Source records.
__________________________________________________
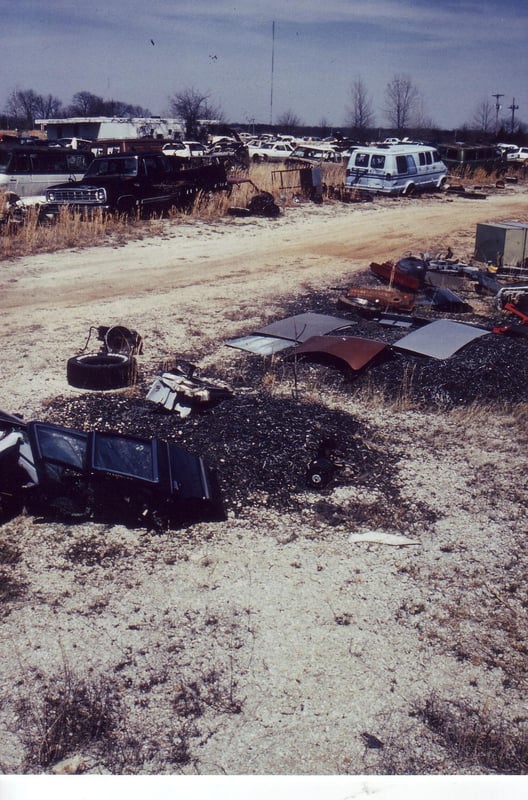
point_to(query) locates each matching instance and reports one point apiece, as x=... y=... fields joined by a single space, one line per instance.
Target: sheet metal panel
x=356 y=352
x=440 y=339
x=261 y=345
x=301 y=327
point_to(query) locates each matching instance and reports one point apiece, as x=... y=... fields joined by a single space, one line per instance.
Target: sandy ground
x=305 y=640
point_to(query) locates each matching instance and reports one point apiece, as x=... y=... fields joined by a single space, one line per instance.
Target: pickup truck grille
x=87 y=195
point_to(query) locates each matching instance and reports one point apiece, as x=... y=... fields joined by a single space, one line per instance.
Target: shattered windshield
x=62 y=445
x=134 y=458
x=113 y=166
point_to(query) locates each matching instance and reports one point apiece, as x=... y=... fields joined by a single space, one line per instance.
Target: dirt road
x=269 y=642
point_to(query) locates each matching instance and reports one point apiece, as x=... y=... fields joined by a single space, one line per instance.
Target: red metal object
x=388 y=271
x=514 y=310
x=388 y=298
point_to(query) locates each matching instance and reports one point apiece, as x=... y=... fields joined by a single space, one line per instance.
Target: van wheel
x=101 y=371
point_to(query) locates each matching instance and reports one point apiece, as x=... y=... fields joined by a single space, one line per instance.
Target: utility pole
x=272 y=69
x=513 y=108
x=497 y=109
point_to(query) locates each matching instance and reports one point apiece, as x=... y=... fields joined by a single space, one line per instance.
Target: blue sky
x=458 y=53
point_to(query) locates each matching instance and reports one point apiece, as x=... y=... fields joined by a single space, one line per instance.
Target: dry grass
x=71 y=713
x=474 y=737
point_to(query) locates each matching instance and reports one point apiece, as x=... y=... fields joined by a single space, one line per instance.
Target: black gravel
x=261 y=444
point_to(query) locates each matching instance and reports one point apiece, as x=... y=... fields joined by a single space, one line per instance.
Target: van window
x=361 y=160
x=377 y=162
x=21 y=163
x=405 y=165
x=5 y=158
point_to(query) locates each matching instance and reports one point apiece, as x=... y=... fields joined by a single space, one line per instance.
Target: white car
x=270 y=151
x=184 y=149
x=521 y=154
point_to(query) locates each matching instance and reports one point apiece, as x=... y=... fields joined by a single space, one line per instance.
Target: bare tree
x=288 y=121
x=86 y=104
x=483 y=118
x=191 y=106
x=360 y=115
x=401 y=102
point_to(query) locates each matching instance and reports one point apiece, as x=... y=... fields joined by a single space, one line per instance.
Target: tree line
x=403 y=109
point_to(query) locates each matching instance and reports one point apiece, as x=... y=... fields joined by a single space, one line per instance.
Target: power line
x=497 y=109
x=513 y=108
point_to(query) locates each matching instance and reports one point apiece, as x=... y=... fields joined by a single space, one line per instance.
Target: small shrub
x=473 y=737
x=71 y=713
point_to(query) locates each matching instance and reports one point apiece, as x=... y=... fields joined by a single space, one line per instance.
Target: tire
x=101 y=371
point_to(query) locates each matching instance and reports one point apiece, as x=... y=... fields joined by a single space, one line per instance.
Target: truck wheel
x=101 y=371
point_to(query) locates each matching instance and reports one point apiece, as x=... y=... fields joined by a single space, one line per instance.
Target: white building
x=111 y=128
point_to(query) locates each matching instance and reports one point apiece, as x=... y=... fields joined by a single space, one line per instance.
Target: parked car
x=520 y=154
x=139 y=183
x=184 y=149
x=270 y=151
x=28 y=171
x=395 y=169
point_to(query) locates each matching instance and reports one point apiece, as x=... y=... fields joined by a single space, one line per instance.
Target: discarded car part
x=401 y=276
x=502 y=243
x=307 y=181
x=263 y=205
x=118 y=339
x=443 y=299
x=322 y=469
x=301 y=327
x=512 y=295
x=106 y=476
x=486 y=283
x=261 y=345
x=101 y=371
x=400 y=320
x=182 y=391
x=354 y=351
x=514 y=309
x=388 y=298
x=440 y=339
__________________________________________________
Task instructions.
Which lines run from the one containing "Target: white building" to the final line of the entries? Return those lines exactly, and only those.

Your solution.
Target: white building
x=111 y=128
point_to(query) locates each matching instance and reports one point apiece, as x=... y=... fields joined by a single space, one line per instance.
Target: parked car
x=520 y=154
x=139 y=183
x=184 y=149
x=270 y=151
x=28 y=171
x=395 y=169
point_to(query) locates each matching instance and reports one point apiece, as x=... y=... fields joined by a single space, one line per instance.
Target: discarded car part
x=401 y=276
x=502 y=243
x=307 y=181
x=263 y=205
x=118 y=339
x=443 y=299
x=322 y=469
x=301 y=327
x=512 y=295
x=106 y=476
x=486 y=283
x=261 y=345
x=101 y=371
x=400 y=320
x=182 y=391
x=354 y=351
x=514 y=309
x=388 y=298
x=440 y=339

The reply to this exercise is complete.